Records shown —
—————

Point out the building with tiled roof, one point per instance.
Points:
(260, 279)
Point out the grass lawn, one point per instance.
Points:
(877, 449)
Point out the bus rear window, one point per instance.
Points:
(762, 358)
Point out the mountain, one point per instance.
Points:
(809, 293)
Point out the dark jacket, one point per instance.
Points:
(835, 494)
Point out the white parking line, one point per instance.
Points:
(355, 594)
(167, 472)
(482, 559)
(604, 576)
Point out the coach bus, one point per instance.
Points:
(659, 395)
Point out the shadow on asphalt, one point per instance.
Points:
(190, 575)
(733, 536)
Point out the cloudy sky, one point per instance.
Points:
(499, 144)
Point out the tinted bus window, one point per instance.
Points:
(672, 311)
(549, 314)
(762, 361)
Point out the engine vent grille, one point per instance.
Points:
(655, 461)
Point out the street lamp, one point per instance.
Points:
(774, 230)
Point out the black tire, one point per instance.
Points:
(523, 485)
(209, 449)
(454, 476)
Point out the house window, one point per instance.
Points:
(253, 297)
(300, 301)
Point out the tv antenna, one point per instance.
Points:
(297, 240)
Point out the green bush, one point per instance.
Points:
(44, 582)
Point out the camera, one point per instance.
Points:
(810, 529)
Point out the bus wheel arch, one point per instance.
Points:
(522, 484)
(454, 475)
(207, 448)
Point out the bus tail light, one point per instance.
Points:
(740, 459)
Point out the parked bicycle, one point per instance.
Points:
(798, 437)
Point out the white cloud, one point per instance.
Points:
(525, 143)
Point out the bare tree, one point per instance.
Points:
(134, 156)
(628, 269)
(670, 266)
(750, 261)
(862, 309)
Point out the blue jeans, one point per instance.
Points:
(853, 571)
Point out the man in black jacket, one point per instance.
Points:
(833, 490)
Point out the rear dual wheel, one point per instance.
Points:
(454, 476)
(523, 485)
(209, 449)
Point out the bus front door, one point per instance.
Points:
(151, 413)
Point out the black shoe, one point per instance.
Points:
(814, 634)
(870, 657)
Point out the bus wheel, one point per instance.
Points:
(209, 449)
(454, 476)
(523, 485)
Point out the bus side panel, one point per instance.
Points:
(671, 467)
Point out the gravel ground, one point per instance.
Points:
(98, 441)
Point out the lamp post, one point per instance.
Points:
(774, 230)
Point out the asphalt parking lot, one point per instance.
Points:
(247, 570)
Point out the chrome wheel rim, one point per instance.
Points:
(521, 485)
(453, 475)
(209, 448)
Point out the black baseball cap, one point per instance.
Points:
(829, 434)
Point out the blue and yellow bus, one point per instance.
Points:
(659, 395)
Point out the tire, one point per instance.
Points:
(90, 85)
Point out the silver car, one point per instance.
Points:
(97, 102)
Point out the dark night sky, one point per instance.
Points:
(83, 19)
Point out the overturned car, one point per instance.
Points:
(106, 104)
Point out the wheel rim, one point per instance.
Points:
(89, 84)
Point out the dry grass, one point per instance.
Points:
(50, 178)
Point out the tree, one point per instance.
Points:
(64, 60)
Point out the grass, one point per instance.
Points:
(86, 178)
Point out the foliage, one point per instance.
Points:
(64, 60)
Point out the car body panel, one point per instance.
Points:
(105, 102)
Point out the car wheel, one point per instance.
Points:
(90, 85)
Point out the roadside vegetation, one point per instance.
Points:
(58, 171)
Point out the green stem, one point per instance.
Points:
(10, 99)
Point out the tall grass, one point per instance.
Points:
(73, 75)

—————

Exercise —
Report the number of lines above holding "dark", and only that.

Reply —
2